# [Extracted text]
Amy, correct me if I'm wrong or do you have a working definition of
vitalization?
Amy Schwartz Cooney:
Well, I was writing that vitalizing enactment, so I was trying
to sort of reimagine an idea that's very core to relational
psychoanalysis and really many different schools right now, which
is this idea of analyst and patient meeting unconsciously in ways
that are either disassociated or repetitive but are understood to
be pathological and that enactments are meaningful in so far as
they can be worked through, survived and processed. My idea was
that enactments, the coming together of two minds unconsciously,
can also be propulsive and can bring unlived experiences or nascent
experiences. That's my particular spin on the idea and my
particular interest was thinking about the way that we not only
repair the old, but actually come together and create things that
are new for both people in the diad, for the analyst and the
patient.
August Baker:
So true. Yeah, I get this. There's one point you talk about
uncovering and mourning the old versus creating and generating the
new. Another was archeology as an older way of looking at it or
repairing and now we're talking about bringing something to life. I
said a little bit in the beginning about Steven Cooper's view of
how this was the cutting edge. Either one of you, can you talk to
the audience a bit about how this is the cutting edge or how it
fits into the past?

# [Dataset excerpts]

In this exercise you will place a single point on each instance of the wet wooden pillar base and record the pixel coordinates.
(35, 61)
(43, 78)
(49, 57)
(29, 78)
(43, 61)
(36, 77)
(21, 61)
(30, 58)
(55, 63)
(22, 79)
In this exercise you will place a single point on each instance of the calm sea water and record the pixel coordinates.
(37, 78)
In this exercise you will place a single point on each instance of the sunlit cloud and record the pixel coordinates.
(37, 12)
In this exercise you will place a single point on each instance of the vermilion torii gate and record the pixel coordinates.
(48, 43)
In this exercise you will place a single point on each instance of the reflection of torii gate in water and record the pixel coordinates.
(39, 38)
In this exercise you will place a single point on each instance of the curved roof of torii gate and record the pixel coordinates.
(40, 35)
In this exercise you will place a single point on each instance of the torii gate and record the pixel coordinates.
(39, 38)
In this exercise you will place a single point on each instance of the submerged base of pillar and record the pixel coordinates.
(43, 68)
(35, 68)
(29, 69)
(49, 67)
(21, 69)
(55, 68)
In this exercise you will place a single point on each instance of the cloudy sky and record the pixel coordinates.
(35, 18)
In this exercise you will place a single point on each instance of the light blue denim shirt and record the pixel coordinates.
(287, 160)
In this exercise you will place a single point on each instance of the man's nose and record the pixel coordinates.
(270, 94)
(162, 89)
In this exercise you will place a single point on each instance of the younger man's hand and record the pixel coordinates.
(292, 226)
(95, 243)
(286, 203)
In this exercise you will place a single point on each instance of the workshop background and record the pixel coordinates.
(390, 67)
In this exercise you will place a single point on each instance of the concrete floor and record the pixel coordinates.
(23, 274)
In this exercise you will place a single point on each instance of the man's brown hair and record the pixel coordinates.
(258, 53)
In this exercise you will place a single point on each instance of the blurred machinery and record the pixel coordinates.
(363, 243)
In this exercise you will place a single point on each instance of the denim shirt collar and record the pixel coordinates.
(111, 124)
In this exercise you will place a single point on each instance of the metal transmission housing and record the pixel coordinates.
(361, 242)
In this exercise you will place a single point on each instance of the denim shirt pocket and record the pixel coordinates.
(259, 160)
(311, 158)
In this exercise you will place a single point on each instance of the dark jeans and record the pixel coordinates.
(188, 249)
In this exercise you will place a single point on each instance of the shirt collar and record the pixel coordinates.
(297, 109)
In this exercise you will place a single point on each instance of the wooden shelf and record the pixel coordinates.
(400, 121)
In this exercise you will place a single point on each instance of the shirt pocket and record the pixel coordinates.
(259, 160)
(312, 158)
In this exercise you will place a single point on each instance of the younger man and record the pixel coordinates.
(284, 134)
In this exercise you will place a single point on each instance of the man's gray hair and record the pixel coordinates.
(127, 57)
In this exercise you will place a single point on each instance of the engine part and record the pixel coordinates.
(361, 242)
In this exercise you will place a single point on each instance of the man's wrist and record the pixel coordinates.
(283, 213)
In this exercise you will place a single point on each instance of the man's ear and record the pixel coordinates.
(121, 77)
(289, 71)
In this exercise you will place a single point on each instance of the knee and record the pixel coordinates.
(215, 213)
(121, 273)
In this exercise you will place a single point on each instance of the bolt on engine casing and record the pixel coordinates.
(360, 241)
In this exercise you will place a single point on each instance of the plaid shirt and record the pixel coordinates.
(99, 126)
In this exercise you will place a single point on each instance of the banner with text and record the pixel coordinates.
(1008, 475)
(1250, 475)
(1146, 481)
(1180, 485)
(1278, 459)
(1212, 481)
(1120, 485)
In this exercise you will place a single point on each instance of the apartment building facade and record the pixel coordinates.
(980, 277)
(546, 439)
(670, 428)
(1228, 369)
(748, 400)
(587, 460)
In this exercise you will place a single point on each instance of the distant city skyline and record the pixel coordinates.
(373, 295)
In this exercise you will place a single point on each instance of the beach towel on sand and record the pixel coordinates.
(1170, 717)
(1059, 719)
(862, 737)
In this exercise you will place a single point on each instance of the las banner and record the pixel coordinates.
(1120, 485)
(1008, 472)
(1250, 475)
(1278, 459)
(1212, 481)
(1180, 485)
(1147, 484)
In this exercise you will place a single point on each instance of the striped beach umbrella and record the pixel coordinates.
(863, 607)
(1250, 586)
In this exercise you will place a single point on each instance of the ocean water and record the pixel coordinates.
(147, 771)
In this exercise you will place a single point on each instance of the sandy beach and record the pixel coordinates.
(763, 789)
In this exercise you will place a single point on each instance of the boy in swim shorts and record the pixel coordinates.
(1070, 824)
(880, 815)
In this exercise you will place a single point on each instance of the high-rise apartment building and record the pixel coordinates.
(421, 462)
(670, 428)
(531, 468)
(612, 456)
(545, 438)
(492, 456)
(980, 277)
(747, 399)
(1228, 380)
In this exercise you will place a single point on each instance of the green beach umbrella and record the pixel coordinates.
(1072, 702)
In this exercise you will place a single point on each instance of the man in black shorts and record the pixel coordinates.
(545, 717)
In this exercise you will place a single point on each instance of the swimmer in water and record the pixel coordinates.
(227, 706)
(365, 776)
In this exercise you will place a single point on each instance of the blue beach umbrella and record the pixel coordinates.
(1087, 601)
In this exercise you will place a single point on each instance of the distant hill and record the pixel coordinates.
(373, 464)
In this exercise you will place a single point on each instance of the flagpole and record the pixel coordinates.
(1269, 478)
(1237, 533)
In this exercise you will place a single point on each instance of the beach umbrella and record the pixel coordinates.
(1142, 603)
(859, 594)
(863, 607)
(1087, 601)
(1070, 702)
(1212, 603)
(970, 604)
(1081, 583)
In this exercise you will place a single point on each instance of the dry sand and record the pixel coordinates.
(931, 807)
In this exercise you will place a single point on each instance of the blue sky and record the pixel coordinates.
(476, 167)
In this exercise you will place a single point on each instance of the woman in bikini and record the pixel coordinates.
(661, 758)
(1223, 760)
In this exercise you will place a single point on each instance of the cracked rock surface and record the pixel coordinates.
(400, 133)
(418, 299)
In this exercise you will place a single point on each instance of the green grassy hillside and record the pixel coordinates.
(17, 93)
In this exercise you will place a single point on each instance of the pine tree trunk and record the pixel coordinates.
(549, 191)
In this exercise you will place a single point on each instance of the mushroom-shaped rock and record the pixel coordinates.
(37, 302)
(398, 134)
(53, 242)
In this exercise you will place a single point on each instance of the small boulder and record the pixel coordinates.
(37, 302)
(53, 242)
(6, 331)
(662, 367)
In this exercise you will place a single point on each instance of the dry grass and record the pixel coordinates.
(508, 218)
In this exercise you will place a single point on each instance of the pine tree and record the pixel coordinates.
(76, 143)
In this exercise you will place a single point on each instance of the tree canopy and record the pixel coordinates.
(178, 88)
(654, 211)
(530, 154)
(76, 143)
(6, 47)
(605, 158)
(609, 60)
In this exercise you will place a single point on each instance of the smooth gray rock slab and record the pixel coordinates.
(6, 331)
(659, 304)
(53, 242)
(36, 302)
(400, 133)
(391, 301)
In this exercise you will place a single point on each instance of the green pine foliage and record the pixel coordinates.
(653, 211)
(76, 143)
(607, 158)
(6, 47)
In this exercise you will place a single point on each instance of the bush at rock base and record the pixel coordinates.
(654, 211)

# [Activities]
a. Answer these questions from the transcript about vitalizing enactment:
(i) According to Amy Schwartz Cooney, in what way are enactments usually held to be meaningful?
(ii) What does August Baker name as an older way of looking at it?
(iii) Whose view does August Baker say he touched on at the beginning?
b. Write the next part of the transcript about vitalizing enactment, picking up after its final question.

# [Expected results]
a.
(i) They are meaningful in so far as they can be worked through, survived and processed.
(ii) Archeology.
(iii) Steven Cooper's view.

b.
Rachel Sopher:
I guess I could just start out, experientially I've been
finding more ... in my work that I've been finding more patients
who are struggling with deadened experiences inside or pockets of
deadness inside. I don't know that it's been addressed in a
systematic way by psychoanalysis. So first of all, just in terms of
the content, I think that that is something new, but I think also
with relational psychoanalysis and the relational turn, we call it,
there's opportunities for more. There's opportunities for more than
just the archeological model of uncovering the old. There's
something new and alive that is created between two people. So
there's opportunities for so much more that can be created,
generated and like Amy said, it's something new for both patient
and analyst.
Amy Schwartz Cooney:
I would say that bothness is part or is inherent to what is
mutative. Just to extend a bit and address what Steven Cooper I
think was talking about is this kind of question or this place that
the field is at right now, which is thinking about or querying the
relationship between interpretation, symbolization and
nonrepresentational, non symbolized action in the field and kind of
unconscious action, things that occur that aren't about
interpreting the truth of the patient's past experience but
creating something unbidden, as Danielle Stern would say, new and
emergent through the relational field. I think that Steven was kind
of getting at that movement in the field from interpretation to
relationship and even just querying that question about
interpretation, representation, symbolization.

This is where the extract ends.